## Begin
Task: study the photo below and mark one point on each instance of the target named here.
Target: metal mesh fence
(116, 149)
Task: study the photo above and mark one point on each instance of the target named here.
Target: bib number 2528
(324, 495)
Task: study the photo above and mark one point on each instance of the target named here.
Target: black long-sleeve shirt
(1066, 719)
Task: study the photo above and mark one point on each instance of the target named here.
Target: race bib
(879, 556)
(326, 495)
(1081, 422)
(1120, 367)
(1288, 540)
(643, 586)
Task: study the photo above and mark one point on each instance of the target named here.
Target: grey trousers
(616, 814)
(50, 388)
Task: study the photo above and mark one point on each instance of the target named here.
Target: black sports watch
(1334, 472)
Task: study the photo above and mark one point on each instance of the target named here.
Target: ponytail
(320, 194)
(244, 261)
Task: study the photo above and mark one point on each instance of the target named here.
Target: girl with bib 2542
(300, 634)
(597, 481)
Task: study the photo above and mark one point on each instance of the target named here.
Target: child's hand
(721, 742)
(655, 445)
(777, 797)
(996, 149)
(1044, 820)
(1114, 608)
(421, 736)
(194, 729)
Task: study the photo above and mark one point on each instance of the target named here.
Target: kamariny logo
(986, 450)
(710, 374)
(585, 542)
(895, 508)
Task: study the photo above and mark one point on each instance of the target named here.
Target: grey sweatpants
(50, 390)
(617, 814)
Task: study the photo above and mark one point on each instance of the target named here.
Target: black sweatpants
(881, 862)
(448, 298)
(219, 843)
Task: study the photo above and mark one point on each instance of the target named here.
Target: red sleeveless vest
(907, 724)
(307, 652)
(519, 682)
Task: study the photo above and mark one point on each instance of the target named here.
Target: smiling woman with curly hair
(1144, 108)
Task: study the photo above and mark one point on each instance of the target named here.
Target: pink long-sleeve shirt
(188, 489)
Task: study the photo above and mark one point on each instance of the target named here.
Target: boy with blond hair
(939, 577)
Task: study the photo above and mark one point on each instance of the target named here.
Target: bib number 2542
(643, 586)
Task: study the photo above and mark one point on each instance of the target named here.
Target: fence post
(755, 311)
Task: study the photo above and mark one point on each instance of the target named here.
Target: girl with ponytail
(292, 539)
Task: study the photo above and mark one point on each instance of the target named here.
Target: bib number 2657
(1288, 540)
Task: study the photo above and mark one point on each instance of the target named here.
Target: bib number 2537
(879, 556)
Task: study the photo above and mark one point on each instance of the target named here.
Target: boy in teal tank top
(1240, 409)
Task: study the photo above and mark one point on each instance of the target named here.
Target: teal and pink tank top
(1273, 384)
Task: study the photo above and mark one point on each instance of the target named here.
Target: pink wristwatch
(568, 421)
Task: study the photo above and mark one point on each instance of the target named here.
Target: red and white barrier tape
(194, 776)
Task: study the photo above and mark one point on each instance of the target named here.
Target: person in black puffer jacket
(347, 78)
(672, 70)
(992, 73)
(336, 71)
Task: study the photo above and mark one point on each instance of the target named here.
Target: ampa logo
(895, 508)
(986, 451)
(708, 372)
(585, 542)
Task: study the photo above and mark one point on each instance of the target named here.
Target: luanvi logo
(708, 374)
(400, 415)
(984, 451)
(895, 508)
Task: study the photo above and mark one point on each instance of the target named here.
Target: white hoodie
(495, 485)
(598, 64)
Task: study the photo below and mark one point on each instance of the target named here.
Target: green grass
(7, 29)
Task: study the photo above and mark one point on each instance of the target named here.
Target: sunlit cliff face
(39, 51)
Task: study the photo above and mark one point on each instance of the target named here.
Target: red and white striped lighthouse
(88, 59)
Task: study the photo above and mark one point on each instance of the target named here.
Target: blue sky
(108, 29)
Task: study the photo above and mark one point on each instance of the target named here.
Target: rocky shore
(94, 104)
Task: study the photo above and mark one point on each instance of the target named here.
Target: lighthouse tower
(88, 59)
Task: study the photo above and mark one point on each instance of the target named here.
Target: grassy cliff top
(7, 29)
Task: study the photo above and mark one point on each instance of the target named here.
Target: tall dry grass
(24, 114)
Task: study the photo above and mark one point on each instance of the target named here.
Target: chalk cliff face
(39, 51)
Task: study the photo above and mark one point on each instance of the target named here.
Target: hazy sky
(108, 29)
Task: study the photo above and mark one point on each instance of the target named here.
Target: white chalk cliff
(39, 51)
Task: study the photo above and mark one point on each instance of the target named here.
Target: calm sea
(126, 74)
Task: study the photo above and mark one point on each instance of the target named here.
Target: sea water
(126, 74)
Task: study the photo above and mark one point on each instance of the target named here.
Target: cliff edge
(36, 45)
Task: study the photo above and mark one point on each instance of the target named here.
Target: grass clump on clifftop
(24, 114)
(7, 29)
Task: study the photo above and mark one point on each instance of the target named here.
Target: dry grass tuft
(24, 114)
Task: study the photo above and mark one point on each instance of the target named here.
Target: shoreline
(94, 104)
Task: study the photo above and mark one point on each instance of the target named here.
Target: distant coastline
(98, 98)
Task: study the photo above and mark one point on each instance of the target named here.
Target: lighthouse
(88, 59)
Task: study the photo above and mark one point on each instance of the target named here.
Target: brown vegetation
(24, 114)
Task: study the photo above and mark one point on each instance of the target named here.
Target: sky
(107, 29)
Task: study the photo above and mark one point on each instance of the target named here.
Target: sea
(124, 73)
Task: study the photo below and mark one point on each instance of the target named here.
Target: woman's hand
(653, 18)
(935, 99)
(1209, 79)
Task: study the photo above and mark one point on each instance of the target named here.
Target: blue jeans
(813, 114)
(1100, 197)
## End
◆ Problem: List every line in the listing above that contains the word "girl".

◆ Written answer:
Target: girl with bib 2542
Target: girl with ponytail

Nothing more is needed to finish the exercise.